**EXERCISE PROMPT:**
Down to the last character, transcribe every record.

**DATASET ENTRIES:**
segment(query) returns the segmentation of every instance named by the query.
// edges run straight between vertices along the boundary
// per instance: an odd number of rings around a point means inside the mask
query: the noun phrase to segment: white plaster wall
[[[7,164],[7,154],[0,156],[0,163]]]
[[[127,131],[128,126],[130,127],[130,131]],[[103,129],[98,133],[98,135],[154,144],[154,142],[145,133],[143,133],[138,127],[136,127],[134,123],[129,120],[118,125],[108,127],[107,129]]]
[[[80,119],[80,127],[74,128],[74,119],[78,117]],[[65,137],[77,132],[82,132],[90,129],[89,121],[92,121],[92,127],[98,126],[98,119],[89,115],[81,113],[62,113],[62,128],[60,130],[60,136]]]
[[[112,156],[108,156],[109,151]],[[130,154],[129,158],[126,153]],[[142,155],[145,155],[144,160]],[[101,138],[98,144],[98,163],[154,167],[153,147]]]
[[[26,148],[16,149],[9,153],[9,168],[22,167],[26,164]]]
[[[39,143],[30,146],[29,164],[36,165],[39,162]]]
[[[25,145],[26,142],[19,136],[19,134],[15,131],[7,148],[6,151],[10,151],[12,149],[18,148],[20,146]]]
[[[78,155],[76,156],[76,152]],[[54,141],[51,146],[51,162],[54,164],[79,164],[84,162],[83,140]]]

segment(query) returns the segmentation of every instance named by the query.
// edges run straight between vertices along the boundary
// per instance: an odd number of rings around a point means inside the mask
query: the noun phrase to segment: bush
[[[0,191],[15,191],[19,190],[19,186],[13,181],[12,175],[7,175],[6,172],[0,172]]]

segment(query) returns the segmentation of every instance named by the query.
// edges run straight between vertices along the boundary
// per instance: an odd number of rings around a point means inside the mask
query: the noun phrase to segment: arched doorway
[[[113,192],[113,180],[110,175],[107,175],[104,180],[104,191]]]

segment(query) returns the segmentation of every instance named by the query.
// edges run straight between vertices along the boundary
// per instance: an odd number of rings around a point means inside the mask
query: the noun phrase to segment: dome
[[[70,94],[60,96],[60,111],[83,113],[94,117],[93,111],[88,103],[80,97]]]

**RESULT OF THE EXERCISE:**
segment(query) returns the segmentation of every instance named by the query.
// edges run straight between vertices along the boundary
// per instance: an odd number of rings around a point means inside the mask
query: the noun phrase to segment: white plaster wall
[[[7,164],[7,154],[0,156],[0,163]]]
[[[127,131],[128,126],[130,127],[130,131]],[[103,129],[98,133],[98,135],[154,144],[154,142],[145,133],[143,133],[138,127],[136,127],[134,123],[129,120],[118,125],[108,127],[107,129]]]
[[[80,119],[80,127],[74,128],[74,119],[78,117]],[[65,137],[77,132],[82,132],[90,129],[89,121],[92,121],[92,127],[98,126],[98,119],[89,115],[81,113],[62,113],[62,128],[60,130],[60,136]]]
[[[112,156],[108,156],[109,151]],[[130,154],[129,158],[126,153]],[[142,155],[145,155],[144,160]],[[101,138],[98,144],[98,163],[154,167],[153,147]]]
[[[26,148],[16,149],[9,153],[9,168],[22,167],[26,164]]]
[[[39,143],[30,146],[29,164],[36,165],[39,162]]]
[[[25,145],[26,142],[19,136],[19,134],[15,131],[7,148],[6,151],[10,151],[12,149],[18,148],[20,146]]]
[[[78,155],[76,156],[76,152]],[[54,141],[51,146],[51,162],[54,164],[79,164],[84,162],[83,140]]]

segment(query) returns the segmentation of every instance named by the query.
// edges run straight between vertices along the boundary
// per instance: an odd number of rings around a point means inside the mask
query: the noun phrase to segment: bush
[[[0,191],[15,191],[19,190],[19,186],[13,181],[12,175],[7,175],[6,172],[0,172]]]

segment(query) returns the segmentation of every instance named by the query.
// edges run straight between vertices along the boundary
// per instance: an odd number of rings around a point means inside the mask
query: the noun phrase to segment: arched doorway
[[[113,192],[113,180],[110,175],[107,175],[104,180],[104,191]]]

segment(query) returns the segmentation of every instance named by the query.
// edges run straight between vertices along the boundary
// per instance: an odd number of rings around a point means inside the mask
query: the noun phrase to segment: dome
[[[70,94],[60,96],[60,111],[83,113],[94,117],[93,111],[88,103],[80,97]]]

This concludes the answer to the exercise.